Objectifs>
- A) Dans l'extrait sur le droit à la différenciation, quelle fonction occupe Benjamin Morel ?
- B) Réécrivez le passage de l'extrait sur le droit à la différenciation qui va de « Le droit à la » à « fédéraliste de (notre) », en remplaçant « sénateurs » par « députés ».
- C) Reprenez l'extrait sur le droit à la différenciation là où il s'arrête et poursuivez-en la rédaction.

Extrait à lire>
----

Le droit à la différenciation présente des risques majeurs. Officiellement,
le but est de donner aux collectivités locales « plus de libertés et de
responsabilités », avec la possibilité « d’adapter l’action
publique aux réalités locales ». Comme l’explique Benjamin Morel, maître de
conférences en droit public (voir entretien p. 4), « l’égalité de
chacun devant la loi ne sera plus acquise, puisque la loi sera susceptible
d’être modulée à la frontière de chaque commune ». Une rupture
fondamentale qui ouvre « la porte aux régionalismes, aux inégalités
territoriales (…), au dumping social et environnemental, et transformera la
République en une République 2.0 à géométrie variable », lancent les
sénateurs communistes, dénonçant une « évolution fédéraliste de (notre)
République ».

----

Données fournies>
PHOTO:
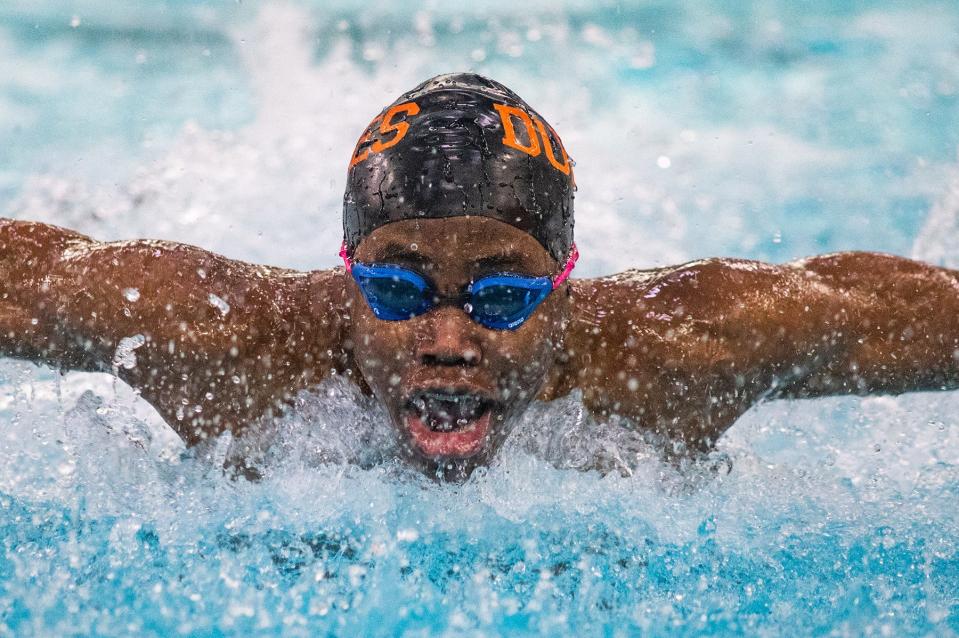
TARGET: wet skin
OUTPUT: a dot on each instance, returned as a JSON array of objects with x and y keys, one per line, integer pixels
[{"x": 682, "y": 351}]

----

Réponses par consigne>
- A) Benjamin Morel est maître de conférences en droit public.

- B)
Le droit à la différenciation présente des risques majeurs. Officiellement,
le but est de donner aux collectivités locales « plus de libertés et de
responsabilités », avec la possibilité « d’adapter l’action
publique aux réalités locales ». Comme l’explique Benjamin Morel, maître de
conférences en droit public (voir entretien p. 4), « l’égalité de
chacun devant la loi ne sera plus acquise, puisque la loi sera susceptible
d’être modulée à la frontière de chaque commune ». Une rupture
fondamentale qui ouvre « la porte aux régionalismes, aux inégalités
territoriales (…), au dumping social et environnemental, et transformera la
République en une République 2.0 à géométrie variable », lancent les
députés communistes, dénonçant une « évolution fédéraliste de (notre)

- C)
En dépit des dangers pour la cohésion du pays, Jacqueline Gourault veut
inciter les collectivités à déroger davantage aux règles communes. Jusqu’à
présent, celles-ci peuvent conduire leurs propres politiques publiques sur
certains sujets, pour un objet et une durée limités. Une partie de ces verrous
vont sauter : les mesures prises pourront être poursuivies sans limite de
temps. Et une simple délibération sera suffisante pour conduire une politique
publique spécifique, quand il fallait auparavant une autorisation par décret.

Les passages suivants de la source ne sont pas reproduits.